[Written exercise a]: Print the Richard Mazda biography below word for word.

[Quoted text]:
Richard Mazda (born 5 May 1955) is a record producer, writer, musician, actor and director.

Music career

Mazda was one of the co-founders of Poole punk/mod band Tours, singing and playing lead guitar. They signed to Virgin Records in 1979 after selling large quantities of their self-produced and distributed "Language School/Foreign Girls" double A side 7" single. BBC Radio 1 DJs John Peel and Mike Read championed the band which led to a bidding war between Virgin, Polydor, Sire and EMI records. Eventually the band signed to Virgin, but the association was short-lived after an argument between the band and the label led the other founder/leader Ronnie Mayor to quit.

[Records for the exercise]:
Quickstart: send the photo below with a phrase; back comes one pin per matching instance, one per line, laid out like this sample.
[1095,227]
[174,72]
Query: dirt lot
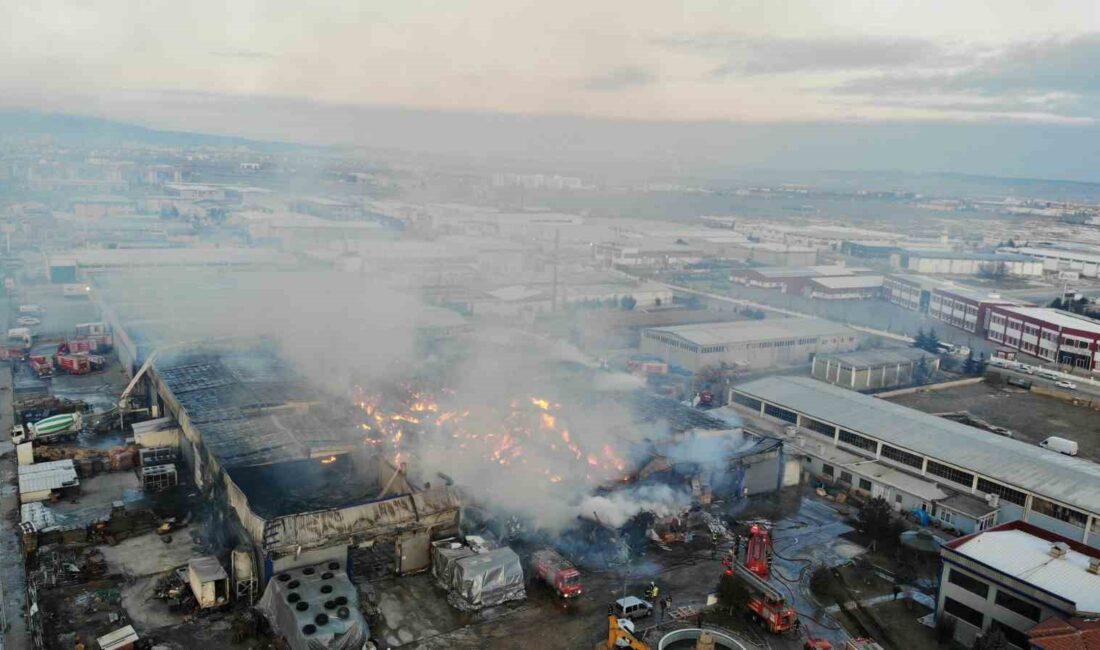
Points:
==
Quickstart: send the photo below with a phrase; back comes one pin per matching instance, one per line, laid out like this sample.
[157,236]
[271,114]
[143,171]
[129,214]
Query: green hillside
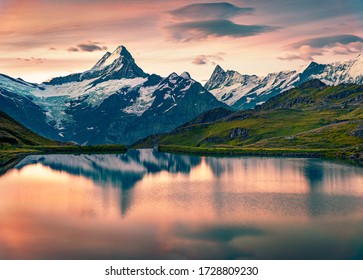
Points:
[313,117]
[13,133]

[Written exercise b]: Count the lines in the records above that contain the word "Query". Reply with the number alone.

[Complete output a]:
Richard Mazda (born 5 May 1955) is a record producer, writer, musician, actor and director.

Music career

Mazda was one of the co-founders of Poole punk/mod band Tours, singing and playing lead guitar. They signed to Virgin Records in 1979 after selling large quantities of their self-produced and distributed "Language School/Foreign Girls" double A side 7" single. BBC Radio 1 DJs John Peel and Mike Read championed the band which led to a bidding war between Virgin, Polydor, Sire and EMI records. Eventually the band signed to Virgin, but the association was short-lived after an argument between the band and the label led the other founder/leader Ronnie Mayor to quit.

[Complete output b]: 2